Den Bauernhof verkaufen und mit einem Koffer auf eine Weltreise gehen – als Lokaljournalistin begegne ich den Menschen oft dann, wenn sie an einem Scheideweg stehen, etwas planen oder Spannendes zu berichten haben.

Aus Ideen werden Entscheidungen. Aus Entscheidungen Planungen und aus Planungen Erlebnisse, über die ich dann berichte.

In dieser Woche am Alsensund habe ich eine Familie besucht, die in meinen Augen das perfekte Leben führt. Mit Ponys und Pfauen auf den Weiden, eigenhändig renoviertem Gutshof und so abgelegen, dass man auf dem Schotterweg instinktiv umdrehen möchte, weil man denkt: Da kommt jetzt nichts mehr.

Kinder, die mit Rehen kuscheln

Ich folge der Familie und ihrem Besuchs-Bauernhof seit rund einem Jahr auf Instagram und sehe täglich Fotos wie aus einem Bilderbuch. Ökoschweine, die im Dreck baden. Kinder, die mit Rehen kuscheln. Ziegen, die auf Kühen herumturnen.

Daher war ich mehr als überrascht, als die Familie plötzlich mitteilte, dass sie nun alles verkaufen will, um auf Weltreise zu gehen. Was für eine Lebensentscheidung.

:: Extrahierte Angaben ::
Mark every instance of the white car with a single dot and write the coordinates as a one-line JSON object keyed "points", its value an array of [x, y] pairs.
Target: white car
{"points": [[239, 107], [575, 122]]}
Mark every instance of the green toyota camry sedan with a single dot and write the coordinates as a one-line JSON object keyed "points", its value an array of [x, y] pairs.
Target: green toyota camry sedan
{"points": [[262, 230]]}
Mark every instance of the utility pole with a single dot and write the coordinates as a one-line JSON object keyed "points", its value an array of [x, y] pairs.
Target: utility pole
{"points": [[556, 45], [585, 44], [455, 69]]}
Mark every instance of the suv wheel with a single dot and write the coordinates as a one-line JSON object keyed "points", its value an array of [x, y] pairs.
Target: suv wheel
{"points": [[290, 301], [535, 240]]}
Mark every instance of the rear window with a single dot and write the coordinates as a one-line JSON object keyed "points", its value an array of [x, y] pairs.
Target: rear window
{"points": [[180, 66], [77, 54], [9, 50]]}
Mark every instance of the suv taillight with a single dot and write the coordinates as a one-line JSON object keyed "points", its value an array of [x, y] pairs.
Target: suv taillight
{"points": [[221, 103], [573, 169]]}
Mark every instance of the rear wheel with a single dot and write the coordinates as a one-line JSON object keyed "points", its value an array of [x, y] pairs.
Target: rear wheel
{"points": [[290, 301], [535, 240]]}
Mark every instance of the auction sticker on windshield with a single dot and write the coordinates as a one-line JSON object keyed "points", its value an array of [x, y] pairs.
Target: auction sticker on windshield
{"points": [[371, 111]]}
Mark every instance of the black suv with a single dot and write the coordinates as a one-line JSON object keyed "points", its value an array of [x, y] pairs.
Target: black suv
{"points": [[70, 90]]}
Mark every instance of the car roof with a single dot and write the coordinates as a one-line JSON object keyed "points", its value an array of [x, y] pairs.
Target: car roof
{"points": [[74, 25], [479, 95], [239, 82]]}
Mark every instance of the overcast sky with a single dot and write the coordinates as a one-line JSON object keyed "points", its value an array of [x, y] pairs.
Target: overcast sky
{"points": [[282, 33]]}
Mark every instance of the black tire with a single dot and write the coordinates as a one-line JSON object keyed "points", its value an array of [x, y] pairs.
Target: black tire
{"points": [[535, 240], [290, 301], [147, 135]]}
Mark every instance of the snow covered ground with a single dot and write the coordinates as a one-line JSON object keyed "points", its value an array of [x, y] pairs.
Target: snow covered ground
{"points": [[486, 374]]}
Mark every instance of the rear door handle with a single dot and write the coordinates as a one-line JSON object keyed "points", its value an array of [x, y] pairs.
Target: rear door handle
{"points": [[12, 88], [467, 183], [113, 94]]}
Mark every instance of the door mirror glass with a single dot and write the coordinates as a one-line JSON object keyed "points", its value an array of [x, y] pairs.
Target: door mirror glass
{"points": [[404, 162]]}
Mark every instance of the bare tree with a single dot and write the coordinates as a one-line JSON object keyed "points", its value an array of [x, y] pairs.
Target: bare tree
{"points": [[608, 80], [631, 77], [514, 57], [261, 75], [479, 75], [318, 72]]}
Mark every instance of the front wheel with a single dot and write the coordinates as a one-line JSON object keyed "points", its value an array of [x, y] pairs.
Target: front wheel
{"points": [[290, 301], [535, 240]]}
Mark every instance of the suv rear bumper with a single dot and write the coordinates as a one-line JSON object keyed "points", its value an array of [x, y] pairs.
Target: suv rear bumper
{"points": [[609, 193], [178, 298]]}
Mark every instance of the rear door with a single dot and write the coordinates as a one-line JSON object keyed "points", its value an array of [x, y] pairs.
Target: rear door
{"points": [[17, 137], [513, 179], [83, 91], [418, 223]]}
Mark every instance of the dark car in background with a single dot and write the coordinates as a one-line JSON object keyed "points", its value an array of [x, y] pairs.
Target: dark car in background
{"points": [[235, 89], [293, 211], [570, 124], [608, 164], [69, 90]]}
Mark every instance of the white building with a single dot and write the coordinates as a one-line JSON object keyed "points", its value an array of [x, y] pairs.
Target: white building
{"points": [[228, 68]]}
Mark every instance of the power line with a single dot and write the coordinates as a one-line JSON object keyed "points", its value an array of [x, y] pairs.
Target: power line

* * *

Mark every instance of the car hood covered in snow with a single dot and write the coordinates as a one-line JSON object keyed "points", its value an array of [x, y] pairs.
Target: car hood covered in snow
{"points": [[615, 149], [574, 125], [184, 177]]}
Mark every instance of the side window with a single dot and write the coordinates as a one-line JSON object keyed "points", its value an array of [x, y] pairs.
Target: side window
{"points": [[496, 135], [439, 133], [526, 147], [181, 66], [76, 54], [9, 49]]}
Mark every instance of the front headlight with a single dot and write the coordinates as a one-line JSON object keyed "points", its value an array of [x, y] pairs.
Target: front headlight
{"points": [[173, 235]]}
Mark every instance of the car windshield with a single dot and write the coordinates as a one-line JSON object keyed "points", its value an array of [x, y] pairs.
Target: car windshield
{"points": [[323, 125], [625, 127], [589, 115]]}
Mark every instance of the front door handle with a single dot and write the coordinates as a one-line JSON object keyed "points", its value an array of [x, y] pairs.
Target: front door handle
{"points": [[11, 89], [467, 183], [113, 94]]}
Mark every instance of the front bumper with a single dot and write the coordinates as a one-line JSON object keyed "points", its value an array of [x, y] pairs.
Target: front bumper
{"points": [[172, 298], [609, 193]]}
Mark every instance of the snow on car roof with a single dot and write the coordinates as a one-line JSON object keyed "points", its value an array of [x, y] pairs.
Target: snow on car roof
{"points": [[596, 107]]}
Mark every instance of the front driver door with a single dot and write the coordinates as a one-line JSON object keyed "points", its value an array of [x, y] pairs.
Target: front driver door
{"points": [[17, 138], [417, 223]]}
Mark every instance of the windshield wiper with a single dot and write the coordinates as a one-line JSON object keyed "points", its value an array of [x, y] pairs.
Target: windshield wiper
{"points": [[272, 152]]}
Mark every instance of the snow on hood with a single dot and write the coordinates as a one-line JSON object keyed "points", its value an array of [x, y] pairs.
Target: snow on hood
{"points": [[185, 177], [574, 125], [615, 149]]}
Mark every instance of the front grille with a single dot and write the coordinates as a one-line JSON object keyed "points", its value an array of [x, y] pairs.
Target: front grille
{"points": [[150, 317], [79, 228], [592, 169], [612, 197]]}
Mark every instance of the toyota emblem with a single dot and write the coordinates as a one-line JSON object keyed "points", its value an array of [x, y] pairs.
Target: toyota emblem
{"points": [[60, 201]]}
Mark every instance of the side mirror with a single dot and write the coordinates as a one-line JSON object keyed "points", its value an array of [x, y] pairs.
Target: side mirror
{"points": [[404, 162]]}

:: Gestellte Aufgabe ::
Wie lange folgt die Verfasserin der Familie am Alsensund laut dem Auszug schon auf Instagram? Antworte bitte mit wenigen Worten.

:: Antwort zur Aufgabe ::
Seit rund einem Jahr.